**EXERCISE INSTRUCTIONS**: Pull out every line of the listing below that contains the word "tree" and copy each one in full.

**DATASET RECORDS**:

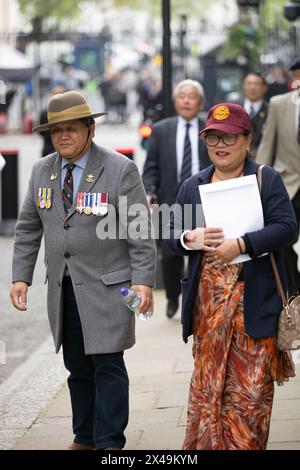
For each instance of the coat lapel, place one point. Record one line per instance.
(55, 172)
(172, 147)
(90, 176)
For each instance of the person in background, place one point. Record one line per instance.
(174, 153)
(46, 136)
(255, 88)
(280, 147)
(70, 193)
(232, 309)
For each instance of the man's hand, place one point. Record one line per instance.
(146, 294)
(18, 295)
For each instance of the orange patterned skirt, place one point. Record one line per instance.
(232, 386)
==
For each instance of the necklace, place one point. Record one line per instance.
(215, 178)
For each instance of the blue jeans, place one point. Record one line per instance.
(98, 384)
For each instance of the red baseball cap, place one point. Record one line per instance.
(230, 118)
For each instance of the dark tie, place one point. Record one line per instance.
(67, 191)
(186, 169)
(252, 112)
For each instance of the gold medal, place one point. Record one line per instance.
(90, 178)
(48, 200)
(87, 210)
* * *
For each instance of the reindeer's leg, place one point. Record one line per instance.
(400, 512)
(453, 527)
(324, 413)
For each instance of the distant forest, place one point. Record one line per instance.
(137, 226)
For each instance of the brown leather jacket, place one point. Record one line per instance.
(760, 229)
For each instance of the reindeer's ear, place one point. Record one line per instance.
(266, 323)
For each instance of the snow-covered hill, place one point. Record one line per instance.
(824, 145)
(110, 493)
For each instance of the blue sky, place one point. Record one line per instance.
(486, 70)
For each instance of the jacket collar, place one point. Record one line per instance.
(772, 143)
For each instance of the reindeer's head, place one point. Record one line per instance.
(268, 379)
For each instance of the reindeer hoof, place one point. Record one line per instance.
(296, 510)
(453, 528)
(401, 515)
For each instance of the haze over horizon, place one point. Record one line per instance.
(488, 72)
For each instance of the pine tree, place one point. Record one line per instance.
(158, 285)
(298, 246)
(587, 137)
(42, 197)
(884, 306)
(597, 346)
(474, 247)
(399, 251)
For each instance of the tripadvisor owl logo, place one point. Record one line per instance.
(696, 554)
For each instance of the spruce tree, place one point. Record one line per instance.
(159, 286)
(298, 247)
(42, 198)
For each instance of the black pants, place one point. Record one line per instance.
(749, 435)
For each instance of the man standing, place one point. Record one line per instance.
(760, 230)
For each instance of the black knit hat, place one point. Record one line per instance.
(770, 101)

**FULL SOLUTION**:
For each instance of the pine tree, place one point. Record one line per instance.
For each instance of the spruce tree, place one point. Record one line per instance.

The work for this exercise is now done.